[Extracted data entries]

◆ ◆ ◆ ◆

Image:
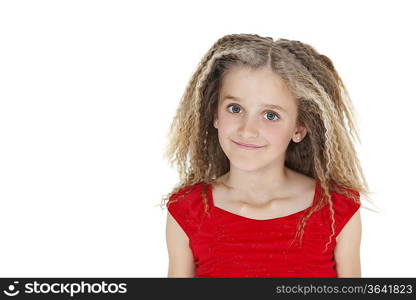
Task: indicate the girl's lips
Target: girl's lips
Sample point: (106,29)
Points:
(247,146)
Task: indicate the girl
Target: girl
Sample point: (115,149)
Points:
(270,181)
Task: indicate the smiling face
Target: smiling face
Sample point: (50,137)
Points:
(256,107)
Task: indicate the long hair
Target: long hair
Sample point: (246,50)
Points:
(326,153)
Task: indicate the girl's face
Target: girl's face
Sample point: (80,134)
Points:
(257,108)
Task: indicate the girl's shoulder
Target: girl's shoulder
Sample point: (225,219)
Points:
(186,207)
(344,207)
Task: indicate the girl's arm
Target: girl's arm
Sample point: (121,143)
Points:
(181,261)
(347,250)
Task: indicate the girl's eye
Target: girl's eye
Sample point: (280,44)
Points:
(233,110)
(271,116)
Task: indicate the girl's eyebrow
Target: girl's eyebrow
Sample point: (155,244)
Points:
(273,106)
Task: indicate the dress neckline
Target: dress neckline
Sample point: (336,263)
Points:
(292,215)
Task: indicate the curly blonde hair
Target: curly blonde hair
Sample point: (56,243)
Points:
(326,153)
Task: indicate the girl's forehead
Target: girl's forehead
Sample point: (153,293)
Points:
(256,87)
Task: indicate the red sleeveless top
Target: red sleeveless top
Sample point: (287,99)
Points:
(225,244)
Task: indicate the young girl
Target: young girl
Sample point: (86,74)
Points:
(270,181)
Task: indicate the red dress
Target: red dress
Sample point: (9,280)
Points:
(230,245)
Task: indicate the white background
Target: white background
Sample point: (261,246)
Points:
(88,90)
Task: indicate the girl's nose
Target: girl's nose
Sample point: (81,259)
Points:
(248,129)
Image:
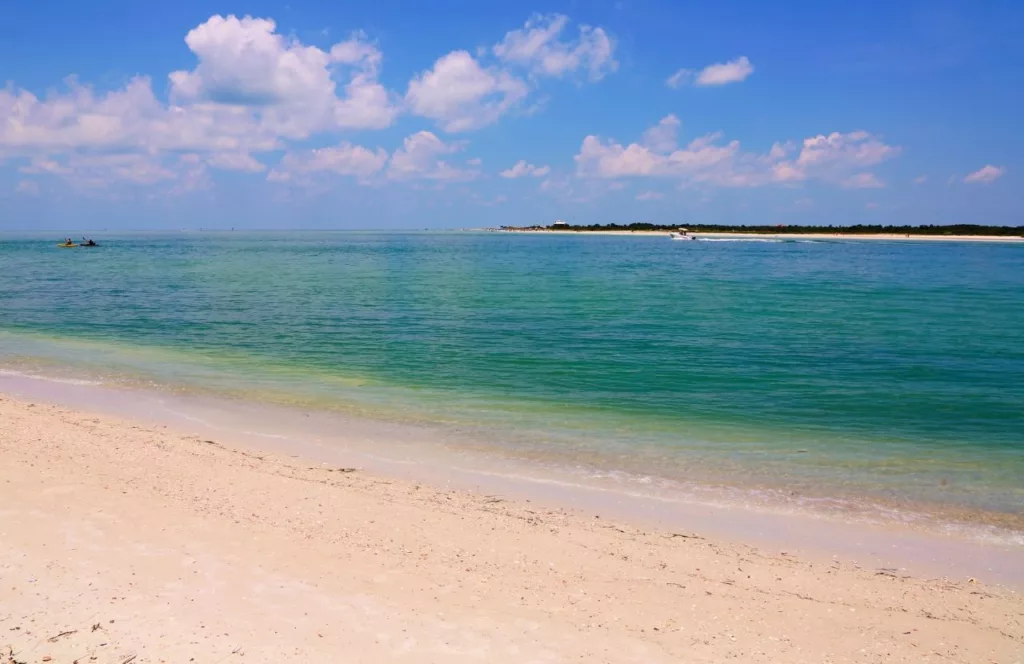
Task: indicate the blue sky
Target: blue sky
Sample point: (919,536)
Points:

◆ ◆ ◆ ◆

[What to do] Only one stretch of the data is wanted: write out exactly the lines from the one holding "Sample point: (121,143)" through the one holding "Task: indicate the blue sky", both included, without the pictures.

[Final answer]
Sample point: (121,143)
Points:
(181,261)
(347,250)
Task: indicate the girl's eye
Target: girl's eye
Sample point: (280,44)
Points:
(233,110)
(271,116)
Task: indicate the girl's eyebrow
Target: girl's eyebrow
Sample point: (155,244)
Points:
(273,106)
Task: indicate the dress neckline
Target: dress neckline
Sample point: (336,263)
Points:
(292,215)
Task: indicate the curly blonde hair
Target: curly blonde hair
Sample point: (56,243)
Points:
(326,153)
Task: indicate the girl's forehead
Target: girl's forehead
Sample point: (153,293)
Points:
(256,87)
Task: indicate the red sleeveless top
Target: red sleeveless top
Sample point: (287,99)
Points:
(225,244)
Task: indicate the young girl
Target: young girl
Sample point: (86,74)
Points:
(270,181)
Task: indicate the red dress
Target: red dress
Sample point: (9,280)
Points:
(230,245)
Task: indicate the white background
Target: white background
Sample point: (261,246)
Points:
(88,90)
Task: indicate the girl's nose
Target: girl's nose
Sample point: (81,259)
Points:
(248,129)
Image:
Task: indicate the blue sky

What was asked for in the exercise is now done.